_SHORT EXERCISE_. Make an exact copy of each entry, leaving out every picture.

_GIVEN ENTRIES_.

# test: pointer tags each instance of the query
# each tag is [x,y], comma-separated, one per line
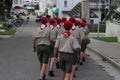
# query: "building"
[65,6]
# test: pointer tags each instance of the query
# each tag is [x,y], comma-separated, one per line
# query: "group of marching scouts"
[59,41]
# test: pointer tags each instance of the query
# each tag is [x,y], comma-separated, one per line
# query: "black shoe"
[51,74]
[81,63]
[83,59]
[57,65]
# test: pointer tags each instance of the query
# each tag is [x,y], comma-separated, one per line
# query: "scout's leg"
[43,70]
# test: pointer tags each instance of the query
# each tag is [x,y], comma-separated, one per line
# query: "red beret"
[77,22]
[83,24]
[58,20]
[84,20]
[52,20]
[44,20]
[72,19]
[68,24]
[64,19]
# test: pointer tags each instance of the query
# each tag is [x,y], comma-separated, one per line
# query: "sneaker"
[57,65]
[50,73]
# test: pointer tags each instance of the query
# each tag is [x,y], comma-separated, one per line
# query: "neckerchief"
[73,28]
[58,26]
[66,34]
[43,26]
[51,27]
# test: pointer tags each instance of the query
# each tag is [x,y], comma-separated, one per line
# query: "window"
[65,3]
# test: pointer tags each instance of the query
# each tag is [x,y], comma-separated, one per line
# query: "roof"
[76,9]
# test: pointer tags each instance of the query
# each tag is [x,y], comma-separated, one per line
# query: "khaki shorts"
[66,62]
[43,53]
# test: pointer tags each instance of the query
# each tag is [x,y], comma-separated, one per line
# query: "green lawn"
[7,31]
[106,39]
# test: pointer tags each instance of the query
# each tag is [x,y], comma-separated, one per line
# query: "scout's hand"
[34,49]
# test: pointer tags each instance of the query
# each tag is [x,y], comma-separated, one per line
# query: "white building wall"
[112,29]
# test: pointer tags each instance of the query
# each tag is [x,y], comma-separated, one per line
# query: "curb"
[112,62]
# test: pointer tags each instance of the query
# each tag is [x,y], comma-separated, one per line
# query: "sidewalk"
[108,51]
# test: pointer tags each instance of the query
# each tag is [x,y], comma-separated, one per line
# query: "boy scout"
[75,31]
[52,24]
[42,38]
[60,30]
[66,44]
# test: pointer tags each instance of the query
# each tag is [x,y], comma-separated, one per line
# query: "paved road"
[18,62]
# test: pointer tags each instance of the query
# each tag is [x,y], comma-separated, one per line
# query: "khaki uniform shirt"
[67,44]
[43,36]
[60,30]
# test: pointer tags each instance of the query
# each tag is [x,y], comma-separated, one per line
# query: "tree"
[5,5]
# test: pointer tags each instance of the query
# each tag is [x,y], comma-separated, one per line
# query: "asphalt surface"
[18,62]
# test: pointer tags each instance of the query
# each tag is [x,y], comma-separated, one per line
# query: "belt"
[65,52]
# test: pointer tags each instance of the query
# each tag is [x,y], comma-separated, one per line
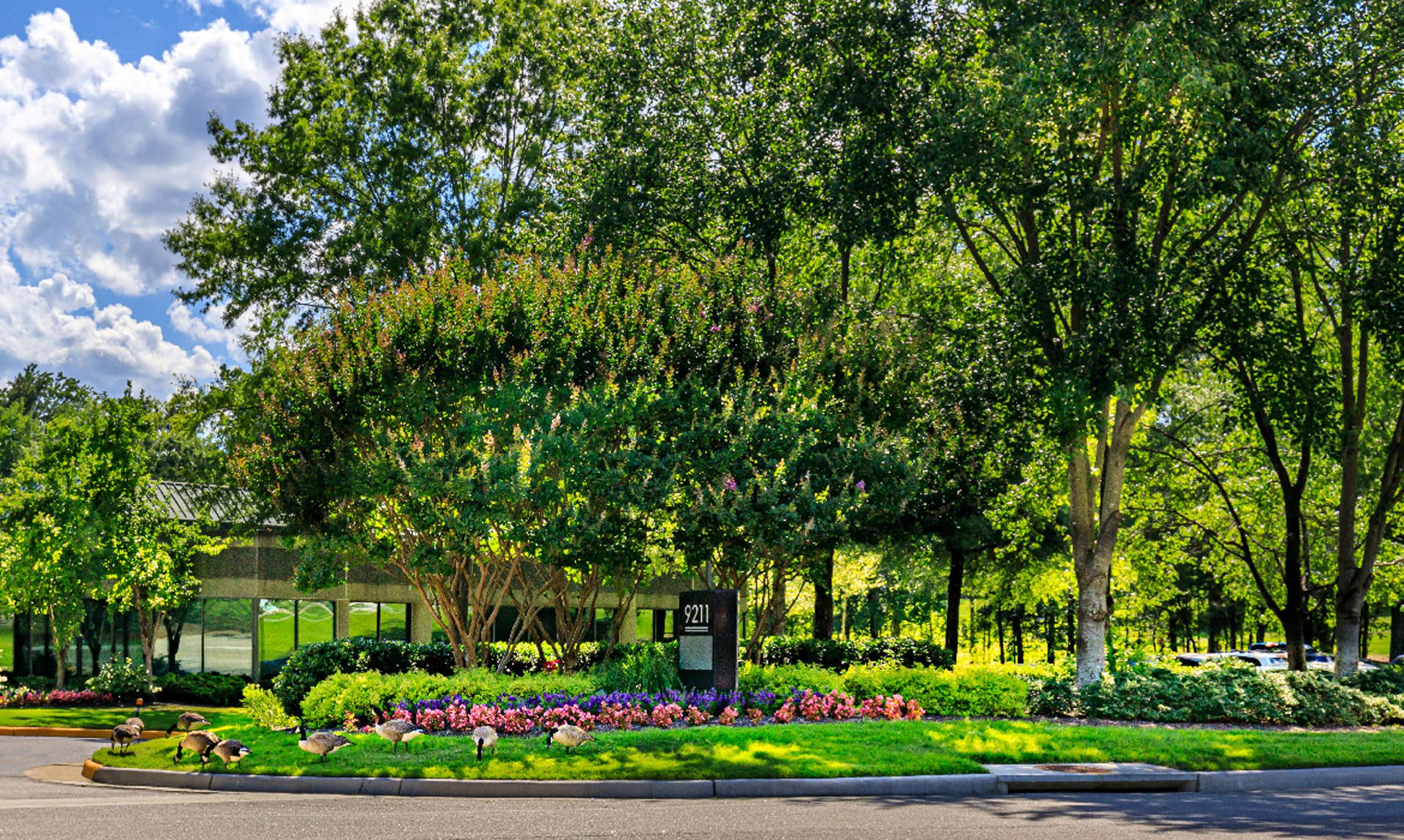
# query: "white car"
[1268,662]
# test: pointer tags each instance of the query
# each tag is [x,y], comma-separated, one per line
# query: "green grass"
[896,748]
[155,716]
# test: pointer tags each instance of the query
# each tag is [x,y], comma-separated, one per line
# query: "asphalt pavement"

_COMPLETE ANSWER_.
# test: pointer tags each instance of the query
# each tag is [x,y], comma-separated, one per line
# query: "building"
[65,6]
# test: pointer tags each instance of the query
# each tag is [x,y], comma-separated, one per line
# query: "group of marching scouts"
[59,41]
# test: pointer tags each instance of the query
# each tag is [x,y], comma-separated, one per line
# query: "black shoe"
[51,74]
[81,63]
[83,59]
[57,65]
# test: pointer tags each instance of the query
# each tag is [x,y], comma-separated, one per line
# query: "scout's leg"
[43,70]
# test: pointer tags each instance of the query
# each tag is [x,y], comma-separated, one per line
# query: "red beret"
[77,22]
[83,24]
[58,20]
[84,20]
[52,20]
[44,20]
[72,19]
[68,24]
[64,19]
# test: pointer tags each instance of the query
# each tag is [x,y], comma-separated, one per line
# query: "sneaker"
[57,65]
[50,73]
# test: pointer tags each instance of the query
# each tag is [x,y], comma-separated, one per line
# query: "neckerchief"
[73,28]
[58,26]
[66,34]
[43,26]
[51,27]
# test: pointer tags each instance of the query
# each tag is [x,y], comma-separated, one per line
# query: "window"
[65,3]
# test: pointer tags each instance of the query
# each tag is [x,y], comma-separated, one per line
# query: "roof"
[76,9]
# test: pointer tags each instance of the query
# each tag is [x,y], comma-separated, one per line
# query: "khaki shorts"
[66,62]
[43,53]
# test: pointer tags each instance of the query
# each tag is [x,y], comma-separated, one per line
# query: "green lawn"
[7,31]
[106,39]
# test: pointer tags each instance of the query
# each tag is [x,y], comma-separated, one per line
# query: "scout's hand"
[34,49]
# test: pointer tags each instance of the query
# each tag is [x,y], comma-separated, one per line
# query: "white building wall"
[112,29]
# test: pointer tags each instance of the query
# each tag is [x,y], comma-separated, one per line
# query: "curb"
[112,62]
# test: pointer tags each instance of the query
# each tag is [x,y], comma-separated, one per line
# query: "sidewalk"
[108,51]
# test: pointer tags each instance of the query
# each tag is [x,y], comma-separated, one per line
# query: "boy scout"
[75,31]
[52,24]
[42,38]
[60,30]
[66,44]
# test: pointer tags each instance of the query
# each tag is [x,y], comma-separated, one per line
# query: "paved road"
[18,62]
# test: pointer tags each instance of the query
# each tag is [x,y], comma-separated, one per line
# query: "khaki uniform shirt"
[67,44]
[43,36]
[60,30]
# test: pointer tags each instance of the query
# each tag is [x,y], comma-separated, one per line
# query: "tree"
[5,5]
# test: pointer tags each instance of the query
# each tag is [x,y], comma-separated, one per line
# query: "asphalt surface"
[18,62]
# test: pointer tags each instance of the query
# each tag is [x,y], comma-separated, one per line
# query: "belt"
[65,52]
# test: pointer tags each instance of the query
# each tag is [x,y], comma-separated, one per line
# query: "white car"
[1268,662]
# test: pointer tags each instance of the query
# each tag is [x,y], comma-separated, one per line
# query: "green grass"
[896,748]
[155,716]
# test: pointer tags each instance of the query
# each tag is [x,y], comma-separated, one per line
# query: "asphalt pavement"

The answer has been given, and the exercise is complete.